### Extrait du document ###

Face à cette situation, les mobilisations, même si elles existent, ne sont pas à la hauteur de l’attaque. La journée du 29 novembre dernier a eu un certain retentissement médiatique, mais la grève et les manifestations n’ont rencontré qu’un succès très relatif. Quelles en sont les raisons ?
Les professionnels sont plus que las. Ils et elles sont épuisés, beaucoup sont au bord du burn out et n’ont plus la force de se révolter. Beaucoup sont aussi très découragés par la surdité du gouvernement à nos cris d’alarme. Tel un bulldozer que rien n’arrête, le gouvernement pousse ses projets toujours plus loin dans la destruction de la psychiatrie publique. Il y a à mon avis une perte d’espoir d’un changement.
Certains s’évadent de cette situation en se recentrant sur l’activité clinique, dans le colloque singulier avec le patient, seule source de satisfaction. D’autres fuient pour travailler dans le privé. Le collectif est devenu difficile à faire vivre. Le travail d’équipe a été très attaqué ces dernières années par le New Public Management, c’est-à-dire par une verticalité accrue d’une hiérarchie administrative maltraitante.

###

Consignes de travail
Reprenez l'extrait sur l'essoufflement des mobilisations en psychiatrie publique et poursuivez-le à partir de sa dernière phrase.

### Informations extraites ###

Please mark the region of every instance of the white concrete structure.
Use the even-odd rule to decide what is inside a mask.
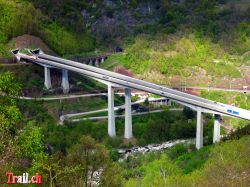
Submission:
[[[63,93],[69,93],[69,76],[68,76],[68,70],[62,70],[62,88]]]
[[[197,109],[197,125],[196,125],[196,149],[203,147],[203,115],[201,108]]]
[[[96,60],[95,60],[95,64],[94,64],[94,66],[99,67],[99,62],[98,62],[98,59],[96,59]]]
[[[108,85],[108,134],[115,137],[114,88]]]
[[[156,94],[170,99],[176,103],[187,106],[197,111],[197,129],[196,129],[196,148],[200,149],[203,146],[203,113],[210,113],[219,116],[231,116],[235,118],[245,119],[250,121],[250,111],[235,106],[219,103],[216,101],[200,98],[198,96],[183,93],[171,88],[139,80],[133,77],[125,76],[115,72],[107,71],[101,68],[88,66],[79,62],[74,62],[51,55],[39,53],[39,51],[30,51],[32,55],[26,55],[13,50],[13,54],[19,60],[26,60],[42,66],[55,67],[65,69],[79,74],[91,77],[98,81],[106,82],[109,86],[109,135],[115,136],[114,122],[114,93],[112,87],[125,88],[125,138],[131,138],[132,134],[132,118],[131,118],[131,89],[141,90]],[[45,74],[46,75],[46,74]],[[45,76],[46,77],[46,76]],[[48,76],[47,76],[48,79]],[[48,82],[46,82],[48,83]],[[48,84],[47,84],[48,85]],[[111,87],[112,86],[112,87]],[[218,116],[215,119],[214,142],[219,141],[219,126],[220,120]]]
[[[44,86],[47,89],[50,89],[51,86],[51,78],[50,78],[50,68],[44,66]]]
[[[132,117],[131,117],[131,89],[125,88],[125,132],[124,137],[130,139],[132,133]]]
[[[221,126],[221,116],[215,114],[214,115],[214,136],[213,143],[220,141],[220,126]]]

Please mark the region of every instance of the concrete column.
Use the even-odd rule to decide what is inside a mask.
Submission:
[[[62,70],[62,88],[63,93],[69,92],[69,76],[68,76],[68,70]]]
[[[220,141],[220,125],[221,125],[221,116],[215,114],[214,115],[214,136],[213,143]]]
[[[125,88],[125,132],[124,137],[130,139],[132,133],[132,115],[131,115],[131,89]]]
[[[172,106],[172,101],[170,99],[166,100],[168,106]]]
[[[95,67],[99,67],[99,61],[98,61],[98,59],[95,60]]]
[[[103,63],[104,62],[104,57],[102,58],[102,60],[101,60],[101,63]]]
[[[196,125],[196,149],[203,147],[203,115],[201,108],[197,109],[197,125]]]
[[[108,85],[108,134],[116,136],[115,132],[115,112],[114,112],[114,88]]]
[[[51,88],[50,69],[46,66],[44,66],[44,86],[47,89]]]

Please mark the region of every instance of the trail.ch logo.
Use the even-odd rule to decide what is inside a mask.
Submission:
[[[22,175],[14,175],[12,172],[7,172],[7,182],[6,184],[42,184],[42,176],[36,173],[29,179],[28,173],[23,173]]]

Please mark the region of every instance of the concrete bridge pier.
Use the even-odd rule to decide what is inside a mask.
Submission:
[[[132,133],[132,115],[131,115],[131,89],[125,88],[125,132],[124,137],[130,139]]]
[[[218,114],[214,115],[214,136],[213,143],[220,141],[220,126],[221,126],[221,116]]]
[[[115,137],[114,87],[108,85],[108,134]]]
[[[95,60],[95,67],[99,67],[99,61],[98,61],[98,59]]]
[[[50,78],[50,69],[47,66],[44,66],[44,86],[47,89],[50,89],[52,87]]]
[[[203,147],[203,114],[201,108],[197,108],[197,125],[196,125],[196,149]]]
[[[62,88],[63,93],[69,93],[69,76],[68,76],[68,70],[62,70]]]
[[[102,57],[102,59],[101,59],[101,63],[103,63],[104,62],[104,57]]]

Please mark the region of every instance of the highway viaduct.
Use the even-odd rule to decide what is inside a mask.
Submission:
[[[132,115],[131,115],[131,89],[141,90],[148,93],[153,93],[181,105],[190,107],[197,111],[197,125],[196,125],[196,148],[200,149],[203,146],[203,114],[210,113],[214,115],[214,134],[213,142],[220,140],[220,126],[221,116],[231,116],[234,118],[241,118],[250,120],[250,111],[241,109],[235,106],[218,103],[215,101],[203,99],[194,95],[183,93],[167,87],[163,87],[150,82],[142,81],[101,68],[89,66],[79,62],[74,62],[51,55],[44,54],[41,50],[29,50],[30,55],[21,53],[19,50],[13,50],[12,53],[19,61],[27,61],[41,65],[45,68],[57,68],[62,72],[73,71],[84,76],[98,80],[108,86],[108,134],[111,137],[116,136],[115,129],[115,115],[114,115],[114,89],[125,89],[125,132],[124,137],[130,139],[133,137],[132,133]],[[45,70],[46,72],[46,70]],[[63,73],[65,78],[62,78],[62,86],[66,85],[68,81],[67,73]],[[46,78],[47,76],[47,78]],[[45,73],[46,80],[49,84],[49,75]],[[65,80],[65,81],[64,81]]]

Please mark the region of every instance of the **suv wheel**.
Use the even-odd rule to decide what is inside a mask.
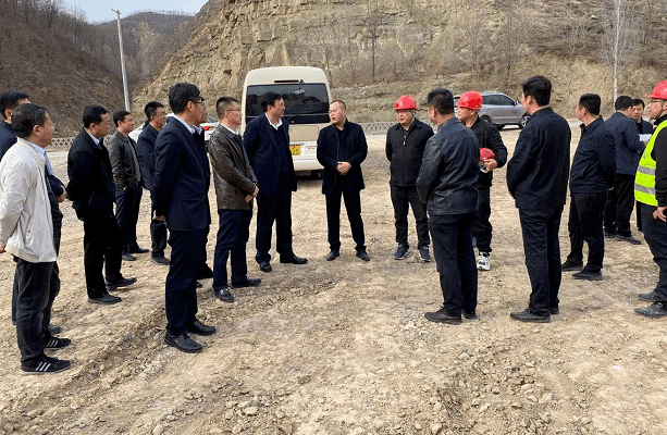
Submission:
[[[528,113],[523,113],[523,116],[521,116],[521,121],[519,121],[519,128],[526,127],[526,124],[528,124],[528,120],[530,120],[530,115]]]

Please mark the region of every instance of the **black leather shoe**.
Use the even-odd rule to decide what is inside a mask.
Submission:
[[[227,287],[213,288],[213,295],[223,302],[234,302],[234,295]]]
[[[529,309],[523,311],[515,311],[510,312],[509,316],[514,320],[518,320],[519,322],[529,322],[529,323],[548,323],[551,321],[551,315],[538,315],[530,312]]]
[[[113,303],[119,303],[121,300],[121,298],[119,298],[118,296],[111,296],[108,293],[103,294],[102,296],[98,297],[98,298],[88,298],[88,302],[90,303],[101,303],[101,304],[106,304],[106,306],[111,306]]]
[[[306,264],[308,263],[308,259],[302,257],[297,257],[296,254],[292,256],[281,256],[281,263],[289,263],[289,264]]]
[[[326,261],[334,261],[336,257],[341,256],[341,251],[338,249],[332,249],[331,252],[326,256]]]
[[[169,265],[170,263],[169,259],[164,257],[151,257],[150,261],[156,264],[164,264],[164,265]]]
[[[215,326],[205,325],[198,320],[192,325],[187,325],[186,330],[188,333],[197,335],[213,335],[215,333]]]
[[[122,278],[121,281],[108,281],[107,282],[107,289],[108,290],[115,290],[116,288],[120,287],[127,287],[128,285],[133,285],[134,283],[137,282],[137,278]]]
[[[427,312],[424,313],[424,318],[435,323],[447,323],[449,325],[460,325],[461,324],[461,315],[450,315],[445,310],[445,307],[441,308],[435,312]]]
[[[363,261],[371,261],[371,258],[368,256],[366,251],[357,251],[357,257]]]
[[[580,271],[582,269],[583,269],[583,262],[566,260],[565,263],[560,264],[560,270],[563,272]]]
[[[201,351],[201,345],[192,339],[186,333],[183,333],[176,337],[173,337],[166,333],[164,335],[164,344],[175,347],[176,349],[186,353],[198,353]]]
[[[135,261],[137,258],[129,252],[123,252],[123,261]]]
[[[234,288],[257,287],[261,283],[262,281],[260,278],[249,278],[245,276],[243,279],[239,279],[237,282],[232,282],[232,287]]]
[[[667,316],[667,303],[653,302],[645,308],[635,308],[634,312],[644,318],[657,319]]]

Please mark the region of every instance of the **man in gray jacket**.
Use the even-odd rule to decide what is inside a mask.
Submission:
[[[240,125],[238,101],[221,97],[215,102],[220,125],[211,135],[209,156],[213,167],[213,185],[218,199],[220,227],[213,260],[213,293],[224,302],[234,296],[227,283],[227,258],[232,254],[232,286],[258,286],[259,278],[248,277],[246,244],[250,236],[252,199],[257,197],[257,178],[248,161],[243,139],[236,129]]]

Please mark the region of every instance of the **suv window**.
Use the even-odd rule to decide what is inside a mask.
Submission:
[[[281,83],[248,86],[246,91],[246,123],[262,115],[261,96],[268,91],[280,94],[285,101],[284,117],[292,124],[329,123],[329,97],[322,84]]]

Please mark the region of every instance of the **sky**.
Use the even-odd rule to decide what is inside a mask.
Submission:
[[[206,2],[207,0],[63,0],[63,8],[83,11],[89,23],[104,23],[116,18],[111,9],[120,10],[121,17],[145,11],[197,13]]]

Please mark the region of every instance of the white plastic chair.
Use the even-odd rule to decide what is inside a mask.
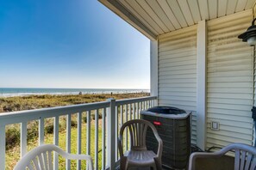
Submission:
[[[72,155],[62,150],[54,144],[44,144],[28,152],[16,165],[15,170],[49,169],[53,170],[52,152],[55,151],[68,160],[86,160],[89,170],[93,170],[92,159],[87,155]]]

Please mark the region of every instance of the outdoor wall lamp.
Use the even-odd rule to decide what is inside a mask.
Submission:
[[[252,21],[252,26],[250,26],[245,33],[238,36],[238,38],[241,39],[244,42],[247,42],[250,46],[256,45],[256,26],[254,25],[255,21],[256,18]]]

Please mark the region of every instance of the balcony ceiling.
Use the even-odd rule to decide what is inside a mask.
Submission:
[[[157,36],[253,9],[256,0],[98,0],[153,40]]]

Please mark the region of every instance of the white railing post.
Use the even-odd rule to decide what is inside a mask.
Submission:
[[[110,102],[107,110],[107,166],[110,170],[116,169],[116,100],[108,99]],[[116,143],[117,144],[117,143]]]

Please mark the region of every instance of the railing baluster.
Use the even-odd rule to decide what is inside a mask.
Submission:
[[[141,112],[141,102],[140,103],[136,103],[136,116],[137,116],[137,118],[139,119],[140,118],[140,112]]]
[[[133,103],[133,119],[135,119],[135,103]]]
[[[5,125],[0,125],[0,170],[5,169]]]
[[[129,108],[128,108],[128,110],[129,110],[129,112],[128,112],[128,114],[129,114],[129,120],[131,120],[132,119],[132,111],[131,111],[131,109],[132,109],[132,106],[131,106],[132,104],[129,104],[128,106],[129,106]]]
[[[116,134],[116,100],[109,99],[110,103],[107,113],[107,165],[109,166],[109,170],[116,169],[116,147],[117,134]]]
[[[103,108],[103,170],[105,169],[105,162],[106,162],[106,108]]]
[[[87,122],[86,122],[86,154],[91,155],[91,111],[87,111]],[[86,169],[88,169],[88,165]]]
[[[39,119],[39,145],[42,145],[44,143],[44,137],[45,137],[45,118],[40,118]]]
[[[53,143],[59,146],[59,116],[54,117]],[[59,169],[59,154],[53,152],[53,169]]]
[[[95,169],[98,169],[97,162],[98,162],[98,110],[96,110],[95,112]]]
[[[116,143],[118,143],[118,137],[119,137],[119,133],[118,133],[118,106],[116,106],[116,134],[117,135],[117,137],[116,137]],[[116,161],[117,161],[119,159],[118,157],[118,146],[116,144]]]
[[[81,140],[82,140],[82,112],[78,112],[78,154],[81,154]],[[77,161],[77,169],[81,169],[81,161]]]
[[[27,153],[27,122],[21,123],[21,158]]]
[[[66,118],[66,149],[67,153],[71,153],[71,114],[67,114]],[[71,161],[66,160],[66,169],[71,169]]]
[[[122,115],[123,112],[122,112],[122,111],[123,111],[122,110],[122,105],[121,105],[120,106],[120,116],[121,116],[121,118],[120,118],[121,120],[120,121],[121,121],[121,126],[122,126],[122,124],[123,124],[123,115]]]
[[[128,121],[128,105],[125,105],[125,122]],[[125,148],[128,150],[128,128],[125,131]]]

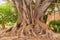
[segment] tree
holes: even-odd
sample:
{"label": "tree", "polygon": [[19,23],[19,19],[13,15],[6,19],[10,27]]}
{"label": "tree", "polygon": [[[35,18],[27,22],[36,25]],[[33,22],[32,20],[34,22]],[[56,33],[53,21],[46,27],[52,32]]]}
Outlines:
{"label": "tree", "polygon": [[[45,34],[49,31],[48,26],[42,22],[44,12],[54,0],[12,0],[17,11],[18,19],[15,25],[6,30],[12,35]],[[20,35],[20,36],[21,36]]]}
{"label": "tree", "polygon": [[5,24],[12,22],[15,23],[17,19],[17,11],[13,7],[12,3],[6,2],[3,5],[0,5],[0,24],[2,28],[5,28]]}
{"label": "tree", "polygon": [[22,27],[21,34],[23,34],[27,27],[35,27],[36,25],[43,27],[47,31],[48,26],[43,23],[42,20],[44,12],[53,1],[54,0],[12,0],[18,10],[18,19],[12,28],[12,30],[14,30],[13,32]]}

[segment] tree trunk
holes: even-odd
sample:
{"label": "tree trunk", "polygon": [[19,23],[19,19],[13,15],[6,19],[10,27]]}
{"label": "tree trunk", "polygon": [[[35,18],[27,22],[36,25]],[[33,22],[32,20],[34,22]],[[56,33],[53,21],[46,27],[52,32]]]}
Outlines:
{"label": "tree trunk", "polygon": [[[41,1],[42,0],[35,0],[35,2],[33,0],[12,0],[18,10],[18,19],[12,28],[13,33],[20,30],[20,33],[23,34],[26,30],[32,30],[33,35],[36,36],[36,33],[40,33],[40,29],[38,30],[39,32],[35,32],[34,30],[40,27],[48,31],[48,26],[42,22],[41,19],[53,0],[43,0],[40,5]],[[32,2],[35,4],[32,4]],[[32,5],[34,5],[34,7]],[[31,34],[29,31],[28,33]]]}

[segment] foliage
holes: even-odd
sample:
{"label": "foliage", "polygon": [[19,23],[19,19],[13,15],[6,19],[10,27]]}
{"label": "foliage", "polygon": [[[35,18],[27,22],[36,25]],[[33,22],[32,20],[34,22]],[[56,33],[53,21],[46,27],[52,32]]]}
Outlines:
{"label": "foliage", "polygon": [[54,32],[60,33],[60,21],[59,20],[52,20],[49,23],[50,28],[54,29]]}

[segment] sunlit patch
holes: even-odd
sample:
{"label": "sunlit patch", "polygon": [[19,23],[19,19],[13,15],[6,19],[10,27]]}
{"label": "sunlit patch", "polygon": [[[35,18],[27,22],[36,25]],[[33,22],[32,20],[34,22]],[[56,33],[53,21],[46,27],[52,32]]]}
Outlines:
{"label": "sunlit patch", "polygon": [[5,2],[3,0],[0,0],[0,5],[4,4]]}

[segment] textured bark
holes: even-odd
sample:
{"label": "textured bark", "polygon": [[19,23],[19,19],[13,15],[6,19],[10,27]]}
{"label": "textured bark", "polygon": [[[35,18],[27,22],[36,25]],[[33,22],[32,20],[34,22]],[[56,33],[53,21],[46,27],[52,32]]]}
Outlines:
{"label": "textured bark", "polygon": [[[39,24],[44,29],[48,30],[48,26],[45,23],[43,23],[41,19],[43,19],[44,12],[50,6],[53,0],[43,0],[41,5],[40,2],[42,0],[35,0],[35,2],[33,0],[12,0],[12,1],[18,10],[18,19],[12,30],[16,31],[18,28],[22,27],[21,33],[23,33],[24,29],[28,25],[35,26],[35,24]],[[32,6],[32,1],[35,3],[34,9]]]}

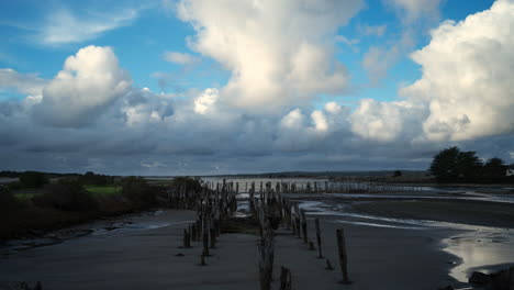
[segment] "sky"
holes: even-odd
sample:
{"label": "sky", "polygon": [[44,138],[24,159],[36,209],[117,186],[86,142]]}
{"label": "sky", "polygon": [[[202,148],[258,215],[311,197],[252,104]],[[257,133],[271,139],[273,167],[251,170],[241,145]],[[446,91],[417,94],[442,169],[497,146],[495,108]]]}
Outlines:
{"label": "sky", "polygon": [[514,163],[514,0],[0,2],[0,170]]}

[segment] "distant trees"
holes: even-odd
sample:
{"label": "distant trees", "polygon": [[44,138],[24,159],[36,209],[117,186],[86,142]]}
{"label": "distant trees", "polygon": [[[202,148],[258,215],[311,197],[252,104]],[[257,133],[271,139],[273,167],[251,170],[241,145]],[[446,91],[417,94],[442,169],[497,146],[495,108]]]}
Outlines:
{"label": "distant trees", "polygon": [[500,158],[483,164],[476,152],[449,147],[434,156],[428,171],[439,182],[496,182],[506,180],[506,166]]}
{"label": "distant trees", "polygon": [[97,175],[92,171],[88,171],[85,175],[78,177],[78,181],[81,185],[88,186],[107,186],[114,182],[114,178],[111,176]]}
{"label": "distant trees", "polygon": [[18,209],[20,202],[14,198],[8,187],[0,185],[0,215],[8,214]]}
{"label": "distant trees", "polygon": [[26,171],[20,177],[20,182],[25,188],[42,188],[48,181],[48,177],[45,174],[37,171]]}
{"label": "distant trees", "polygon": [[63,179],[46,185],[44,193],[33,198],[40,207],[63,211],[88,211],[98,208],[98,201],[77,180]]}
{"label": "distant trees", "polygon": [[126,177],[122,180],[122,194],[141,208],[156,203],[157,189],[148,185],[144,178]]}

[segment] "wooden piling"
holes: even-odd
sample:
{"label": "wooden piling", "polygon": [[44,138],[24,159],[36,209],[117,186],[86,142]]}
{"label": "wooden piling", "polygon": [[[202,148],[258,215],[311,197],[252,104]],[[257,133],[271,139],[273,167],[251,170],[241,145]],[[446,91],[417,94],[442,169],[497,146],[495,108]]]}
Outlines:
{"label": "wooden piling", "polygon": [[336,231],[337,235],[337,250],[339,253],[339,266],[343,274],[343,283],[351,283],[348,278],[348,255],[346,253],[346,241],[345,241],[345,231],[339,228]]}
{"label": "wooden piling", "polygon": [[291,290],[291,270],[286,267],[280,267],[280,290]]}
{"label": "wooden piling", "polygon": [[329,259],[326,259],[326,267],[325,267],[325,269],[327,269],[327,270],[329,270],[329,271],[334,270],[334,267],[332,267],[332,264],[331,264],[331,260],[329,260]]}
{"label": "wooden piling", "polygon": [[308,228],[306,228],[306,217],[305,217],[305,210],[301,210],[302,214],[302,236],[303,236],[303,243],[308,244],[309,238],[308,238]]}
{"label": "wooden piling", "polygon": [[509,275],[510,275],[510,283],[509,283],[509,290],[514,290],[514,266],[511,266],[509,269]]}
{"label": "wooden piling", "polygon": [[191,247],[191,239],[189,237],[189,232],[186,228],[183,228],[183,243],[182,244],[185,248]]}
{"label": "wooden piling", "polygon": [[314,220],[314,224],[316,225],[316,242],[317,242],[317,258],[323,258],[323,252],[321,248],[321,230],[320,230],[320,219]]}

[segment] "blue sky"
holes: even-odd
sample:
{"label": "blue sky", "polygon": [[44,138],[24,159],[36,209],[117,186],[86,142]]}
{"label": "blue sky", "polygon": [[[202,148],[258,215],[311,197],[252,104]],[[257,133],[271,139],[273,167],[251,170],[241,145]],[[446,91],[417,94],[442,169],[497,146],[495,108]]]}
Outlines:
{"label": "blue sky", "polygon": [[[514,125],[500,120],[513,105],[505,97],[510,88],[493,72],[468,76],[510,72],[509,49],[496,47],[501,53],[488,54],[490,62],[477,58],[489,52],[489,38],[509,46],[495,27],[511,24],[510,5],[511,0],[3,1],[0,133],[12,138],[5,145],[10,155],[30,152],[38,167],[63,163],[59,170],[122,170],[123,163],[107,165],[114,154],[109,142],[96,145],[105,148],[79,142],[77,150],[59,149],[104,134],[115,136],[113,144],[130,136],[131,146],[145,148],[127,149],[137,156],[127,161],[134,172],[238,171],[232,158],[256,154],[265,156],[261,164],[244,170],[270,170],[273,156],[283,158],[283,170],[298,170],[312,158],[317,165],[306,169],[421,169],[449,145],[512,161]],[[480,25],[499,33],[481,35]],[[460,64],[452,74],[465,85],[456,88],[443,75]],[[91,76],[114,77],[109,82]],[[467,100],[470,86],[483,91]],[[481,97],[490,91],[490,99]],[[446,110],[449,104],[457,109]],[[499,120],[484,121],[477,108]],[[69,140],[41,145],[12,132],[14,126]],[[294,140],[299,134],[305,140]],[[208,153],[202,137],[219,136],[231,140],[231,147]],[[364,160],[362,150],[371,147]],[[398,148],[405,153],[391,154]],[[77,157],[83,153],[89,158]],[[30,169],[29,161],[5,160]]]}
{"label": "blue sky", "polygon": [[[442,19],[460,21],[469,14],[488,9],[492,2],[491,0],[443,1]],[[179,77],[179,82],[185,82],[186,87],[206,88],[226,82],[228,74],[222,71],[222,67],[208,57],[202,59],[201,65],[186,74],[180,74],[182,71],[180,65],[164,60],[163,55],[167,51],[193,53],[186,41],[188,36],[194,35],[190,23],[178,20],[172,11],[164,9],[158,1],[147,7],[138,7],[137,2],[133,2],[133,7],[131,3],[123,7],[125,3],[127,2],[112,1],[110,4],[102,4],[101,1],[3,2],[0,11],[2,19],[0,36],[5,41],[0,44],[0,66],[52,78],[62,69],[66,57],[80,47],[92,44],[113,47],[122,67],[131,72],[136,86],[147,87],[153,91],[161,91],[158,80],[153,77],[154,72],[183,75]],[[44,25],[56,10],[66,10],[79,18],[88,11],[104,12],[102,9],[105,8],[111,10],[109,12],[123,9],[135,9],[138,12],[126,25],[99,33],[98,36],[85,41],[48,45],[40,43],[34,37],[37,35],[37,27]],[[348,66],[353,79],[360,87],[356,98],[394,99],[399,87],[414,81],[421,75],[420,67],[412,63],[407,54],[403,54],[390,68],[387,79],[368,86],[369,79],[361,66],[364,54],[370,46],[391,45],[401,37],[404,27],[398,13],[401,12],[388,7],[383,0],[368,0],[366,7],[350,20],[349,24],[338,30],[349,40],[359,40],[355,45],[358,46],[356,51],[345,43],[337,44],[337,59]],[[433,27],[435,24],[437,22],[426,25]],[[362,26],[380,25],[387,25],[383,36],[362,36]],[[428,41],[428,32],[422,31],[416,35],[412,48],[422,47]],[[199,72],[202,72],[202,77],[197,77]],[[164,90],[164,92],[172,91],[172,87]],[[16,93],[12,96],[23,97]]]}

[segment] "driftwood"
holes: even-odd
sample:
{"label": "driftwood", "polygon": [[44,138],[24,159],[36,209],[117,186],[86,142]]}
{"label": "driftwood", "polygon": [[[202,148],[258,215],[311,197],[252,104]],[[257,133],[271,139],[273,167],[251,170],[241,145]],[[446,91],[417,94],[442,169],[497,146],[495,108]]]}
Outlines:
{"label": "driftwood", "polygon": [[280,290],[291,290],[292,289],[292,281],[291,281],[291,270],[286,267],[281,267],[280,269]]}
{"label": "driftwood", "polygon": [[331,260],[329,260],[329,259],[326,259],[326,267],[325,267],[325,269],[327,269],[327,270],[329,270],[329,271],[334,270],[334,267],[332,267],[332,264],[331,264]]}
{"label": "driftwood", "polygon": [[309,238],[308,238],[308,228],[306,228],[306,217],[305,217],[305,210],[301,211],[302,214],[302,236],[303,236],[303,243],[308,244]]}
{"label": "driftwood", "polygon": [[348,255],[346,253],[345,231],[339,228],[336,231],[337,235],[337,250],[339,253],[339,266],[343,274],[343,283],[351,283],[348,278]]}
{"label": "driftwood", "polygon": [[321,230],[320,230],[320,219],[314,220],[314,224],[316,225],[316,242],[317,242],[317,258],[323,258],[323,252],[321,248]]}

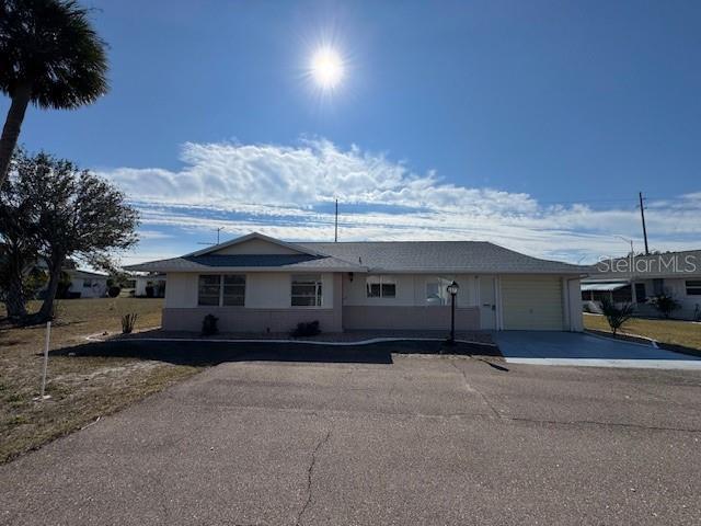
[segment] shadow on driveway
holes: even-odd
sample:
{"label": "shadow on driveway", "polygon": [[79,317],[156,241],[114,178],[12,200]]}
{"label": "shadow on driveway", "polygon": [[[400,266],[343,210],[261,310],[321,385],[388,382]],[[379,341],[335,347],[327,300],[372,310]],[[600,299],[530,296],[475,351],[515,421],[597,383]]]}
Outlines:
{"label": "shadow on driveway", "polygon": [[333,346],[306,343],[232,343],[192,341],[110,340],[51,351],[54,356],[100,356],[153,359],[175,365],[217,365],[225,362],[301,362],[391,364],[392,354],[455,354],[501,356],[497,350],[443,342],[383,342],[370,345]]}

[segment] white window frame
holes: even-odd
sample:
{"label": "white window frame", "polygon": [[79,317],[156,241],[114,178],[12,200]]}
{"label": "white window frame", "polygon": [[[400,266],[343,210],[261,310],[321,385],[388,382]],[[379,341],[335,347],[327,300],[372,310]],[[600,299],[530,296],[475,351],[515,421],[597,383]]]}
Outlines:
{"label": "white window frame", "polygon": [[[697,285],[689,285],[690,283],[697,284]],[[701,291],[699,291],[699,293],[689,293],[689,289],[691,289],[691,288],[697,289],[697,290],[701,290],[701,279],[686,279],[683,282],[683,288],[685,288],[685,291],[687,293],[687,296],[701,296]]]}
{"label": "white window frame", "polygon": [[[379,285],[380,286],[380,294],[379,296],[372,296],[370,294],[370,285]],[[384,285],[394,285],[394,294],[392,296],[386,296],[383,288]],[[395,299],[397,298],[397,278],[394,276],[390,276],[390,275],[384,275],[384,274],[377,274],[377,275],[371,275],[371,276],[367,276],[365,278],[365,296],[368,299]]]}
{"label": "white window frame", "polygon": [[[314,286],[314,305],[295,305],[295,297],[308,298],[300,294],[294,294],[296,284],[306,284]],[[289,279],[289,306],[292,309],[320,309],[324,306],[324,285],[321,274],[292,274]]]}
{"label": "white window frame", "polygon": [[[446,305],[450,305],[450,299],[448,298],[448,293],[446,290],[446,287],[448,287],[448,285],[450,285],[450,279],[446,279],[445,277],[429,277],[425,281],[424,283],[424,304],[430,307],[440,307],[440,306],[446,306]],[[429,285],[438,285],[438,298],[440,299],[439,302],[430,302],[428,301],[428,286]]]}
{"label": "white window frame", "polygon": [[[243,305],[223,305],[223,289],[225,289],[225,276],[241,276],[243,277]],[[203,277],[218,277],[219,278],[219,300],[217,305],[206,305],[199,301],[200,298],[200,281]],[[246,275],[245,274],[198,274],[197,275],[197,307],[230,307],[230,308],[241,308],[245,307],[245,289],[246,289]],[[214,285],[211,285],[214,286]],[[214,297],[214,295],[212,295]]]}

###

Zone de réponse
Il me semble que nous traversons aussi une crise sociale et politique dans laquelle chacun se replie sur soi et ainsi se protège des difficultés extérieures.
Par ailleurs, la mobilisation du 29 novembre était à l’initiative des syndicats de psychiatres. L’USP a souhaité y associer l’ensemble des personnels travaillant en psychiatrie mais l’appel n’étant pas univoque, cela n’a pas facilité la mobilisation de tous. La défiance de bon nombre de personnels vis-à-vis des psychiatres existe bel et bien, à juste titre sans doute. On le sait, il y a eu des psychiatres pour participer au naufrage actuel de la psychiatrie.
Quelles sont aujourd’hui pour l’USP les perspectives ?
Nous ne cesserons de marteler que la politique de secteur est la seule organisation des soins qui garantisse un accès pour tous aux soins psychiques. Elle permet continuité et proximité des soins, deux principes essentiels pour soigner en psychiatrie. Elle permet à chacun, si elle est bien pensée, de s’émanciper et de retrouver une citoyenneté. Malheureusement cette psychiatrie de secteur, dont les bases ont été établies en 1960, n’a plus été que peu appliquée depuis le milieu des années 1980.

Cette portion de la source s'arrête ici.